* _Data shown_
▬▬▬▬▬▬
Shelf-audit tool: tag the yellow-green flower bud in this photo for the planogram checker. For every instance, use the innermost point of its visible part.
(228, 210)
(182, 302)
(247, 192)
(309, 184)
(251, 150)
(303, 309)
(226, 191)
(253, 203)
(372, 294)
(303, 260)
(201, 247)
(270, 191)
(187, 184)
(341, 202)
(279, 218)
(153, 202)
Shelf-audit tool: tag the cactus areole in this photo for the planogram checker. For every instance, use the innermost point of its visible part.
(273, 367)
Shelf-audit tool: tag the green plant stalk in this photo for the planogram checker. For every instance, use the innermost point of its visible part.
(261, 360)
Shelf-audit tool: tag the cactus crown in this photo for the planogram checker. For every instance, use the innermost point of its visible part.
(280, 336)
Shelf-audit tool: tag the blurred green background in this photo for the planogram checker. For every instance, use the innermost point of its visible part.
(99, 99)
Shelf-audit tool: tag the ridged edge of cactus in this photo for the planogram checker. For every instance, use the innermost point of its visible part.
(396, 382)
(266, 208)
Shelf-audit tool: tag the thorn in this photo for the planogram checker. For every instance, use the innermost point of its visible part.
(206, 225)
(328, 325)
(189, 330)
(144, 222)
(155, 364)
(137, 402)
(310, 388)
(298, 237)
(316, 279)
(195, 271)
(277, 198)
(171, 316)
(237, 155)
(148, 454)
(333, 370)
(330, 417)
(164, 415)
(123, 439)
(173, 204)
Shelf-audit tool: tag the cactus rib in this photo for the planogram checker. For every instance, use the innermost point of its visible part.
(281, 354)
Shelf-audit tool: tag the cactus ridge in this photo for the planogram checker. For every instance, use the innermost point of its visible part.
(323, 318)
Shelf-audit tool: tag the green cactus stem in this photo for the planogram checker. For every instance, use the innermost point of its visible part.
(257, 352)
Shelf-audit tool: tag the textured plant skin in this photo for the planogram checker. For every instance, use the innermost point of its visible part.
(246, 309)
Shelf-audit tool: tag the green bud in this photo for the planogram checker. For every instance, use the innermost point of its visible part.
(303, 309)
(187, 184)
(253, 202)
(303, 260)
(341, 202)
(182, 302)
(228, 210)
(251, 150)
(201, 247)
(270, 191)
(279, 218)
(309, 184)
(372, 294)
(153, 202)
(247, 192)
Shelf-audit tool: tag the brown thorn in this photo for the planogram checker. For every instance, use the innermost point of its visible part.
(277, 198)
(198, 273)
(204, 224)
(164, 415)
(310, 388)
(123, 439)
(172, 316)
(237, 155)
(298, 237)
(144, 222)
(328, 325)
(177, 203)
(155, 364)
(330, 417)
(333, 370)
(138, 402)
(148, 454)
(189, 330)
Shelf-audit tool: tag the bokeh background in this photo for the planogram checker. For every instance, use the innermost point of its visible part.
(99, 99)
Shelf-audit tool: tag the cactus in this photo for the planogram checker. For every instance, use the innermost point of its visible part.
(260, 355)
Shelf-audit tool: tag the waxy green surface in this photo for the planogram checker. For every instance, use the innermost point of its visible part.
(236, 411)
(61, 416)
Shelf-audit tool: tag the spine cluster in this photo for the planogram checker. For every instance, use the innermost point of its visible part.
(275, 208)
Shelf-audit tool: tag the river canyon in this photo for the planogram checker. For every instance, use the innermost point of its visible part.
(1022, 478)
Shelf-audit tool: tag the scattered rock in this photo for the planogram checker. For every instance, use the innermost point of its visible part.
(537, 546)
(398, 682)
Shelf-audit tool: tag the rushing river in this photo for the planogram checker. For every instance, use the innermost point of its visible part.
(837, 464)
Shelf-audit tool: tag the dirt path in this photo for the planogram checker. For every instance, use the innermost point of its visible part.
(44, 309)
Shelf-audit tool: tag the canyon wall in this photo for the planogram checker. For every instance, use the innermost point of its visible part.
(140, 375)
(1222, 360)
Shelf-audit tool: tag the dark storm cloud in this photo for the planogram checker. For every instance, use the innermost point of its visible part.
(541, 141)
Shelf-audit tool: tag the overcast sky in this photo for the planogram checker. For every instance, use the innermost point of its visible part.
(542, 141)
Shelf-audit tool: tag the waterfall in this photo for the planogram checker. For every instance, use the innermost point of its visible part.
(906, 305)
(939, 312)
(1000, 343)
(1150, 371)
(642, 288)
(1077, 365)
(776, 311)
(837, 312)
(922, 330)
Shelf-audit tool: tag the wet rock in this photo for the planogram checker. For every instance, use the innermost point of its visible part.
▬▬▬▬▬▬
* _Work item_
In your answer, repeat each of the records exactly.

* _Response to this task_
Shelf-audit tool: tag the yellow-green flower bud in this photo for the planogram checker. For every instance, use the innermost point of its visible part.
(228, 210)
(182, 302)
(247, 192)
(309, 184)
(251, 150)
(303, 309)
(226, 191)
(253, 203)
(372, 294)
(303, 260)
(201, 247)
(270, 191)
(187, 184)
(341, 202)
(279, 218)
(153, 202)
Shelf-audit tool: tag the cactus areole in this photo for the planogram checker. For every instance, use the innermost point of its visible part.
(273, 367)
Shelf-audit tool: tag the green plant stalk in this photo for the planogram checker. For every instance, use the innermost point of its visible part.
(261, 360)
Shelf-audit tool: tag the cactus crown in this photo for the planogram checker. For every instance, use the innermost point of its visible part.
(280, 336)
Shelf-audit tool: tag the blurred green background in this photo for the planogram checker. For every instance, use the innermost point of its visible part.
(99, 99)
Shelf-audit tool: tag the ridged edge of cactus in this photo for the planogram checker. For every instance, use the innermost point of its visible part.
(396, 382)
(266, 208)
Shelf-audit tool: tag the thorn in this photo for the planogram checker. For every instance, use the innermost point of its visible part.
(206, 225)
(328, 325)
(189, 330)
(144, 222)
(155, 364)
(137, 402)
(310, 388)
(298, 237)
(316, 279)
(195, 271)
(277, 198)
(171, 316)
(237, 155)
(148, 454)
(333, 370)
(330, 417)
(164, 415)
(123, 439)
(173, 204)
Shelf-audit tool: tag the cactus rib in this photo for the planogram checker. For every instance, use the innermost point of its visible part.
(281, 354)
Shelf-audit tool: tag the cactus ridge in this photo for the planogram checker. For every instance, use the innermost point of its visible part.
(323, 318)
Shelf-audit tool: tag the green cactus stem in this photo for the planogram checker. For every instance, use the innermost point of its visible part.
(257, 352)
Shelf-audit tool: tag the textured plant skin in this photo for the planogram checker. For every instance, use the innermost point of its visible part.
(246, 309)
Shelf-audit tool: tag the green bud in this photo for the planogram checker. For every instance, use the innermost point of its visible part.
(303, 309)
(187, 184)
(253, 202)
(303, 260)
(341, 202)
(182, 302)
(228, 210)
(251, 150)
(201, 247)
(270, 191)
(279, 218)
(309, 184)
(372, 294)
(153, 202)
(247, 192)
Shelf-audit tool: tag the brown thorn in this photo for the planogram checker. For every instance, use the innermost point of its visible part.
(277, 198)
(198, 273)
(204, 224)
(164, 415)
(310, 388)
(123, 439)
(172, 316)
(237, 155)
(298, 237)
(144, 222)
(328, 325)
(177, 203)
(155, 364)
(330, 417)
(333, 370)
(138, 402)
(148, 454)
(189, 330)
Shelf-audit tool: tag the bokeh background in this photo for the planogram checker. For every instance, use the innermost point of its visible part.
(99, 99)
Shelf-audit tool: tag the cactus in this photo for the planogram checker. For every instance, use the innermost point of its visible part.
(260, 355)
Shelf-audit tool: tag the waxy green surface in this photo for the planogram checker. For every instance, use the innermost point of its visible part.
(236, 411)
(61, 416)
Shelf-audit tool: tag the spine cluster in this photo for the planogram checker. For every instance, use the innermost point of its visible part.
(275, 208)
Shelf-audit tool: tag the river canyon in this photo for the planogram checker. For every instance, use the innermost point of its visible part.
(1022, 478)
Shelf-audit tool: tag the scattered rock in this photo for the planogram checker. For every instance, use the innermost point of its visible part.
(537, 546)
(398, 682)
Shelf-audit tool: tag the rushing river in this photo for the planogram checker. For every instance, use the innermost point of its visible part.
(837, 464)
Shelf-audit tool: tag the dirt path in this photo for the planogram checker. For every instance, use the innermost point of its visible part.
(44, 309)
Shelf-audit tool: tag the canyon wall in this photo for the planogram checker. For every instance, use the innermost point of its visible part.
(140, 375)
(1222, 360)
Shelf-audit tool: tag the dark storm cloud in this photo for the planogram checker. For every instance, use the innermost point of its visible part.
(541, 141)
Shelf-audit tool: tag the overcast sky in this photo for the planogram checker. For every instance, use the innermost point of its visible part.
(542, 141)
Shelf-audit tool: tag the waterfall in this photo for the planogram checker. For every instance, use the innermost point of its visible part.
(906, 305)
(939, 312)
(1000, 343)
(1150, 371)
(642, 288)
(1077, 365)
(776, 311)
(837, 312)
(922, 330)
Shelf-audit tool: tag the wet rock in this photo for the planogram checker. For every instance, use the innermost point of its visible part.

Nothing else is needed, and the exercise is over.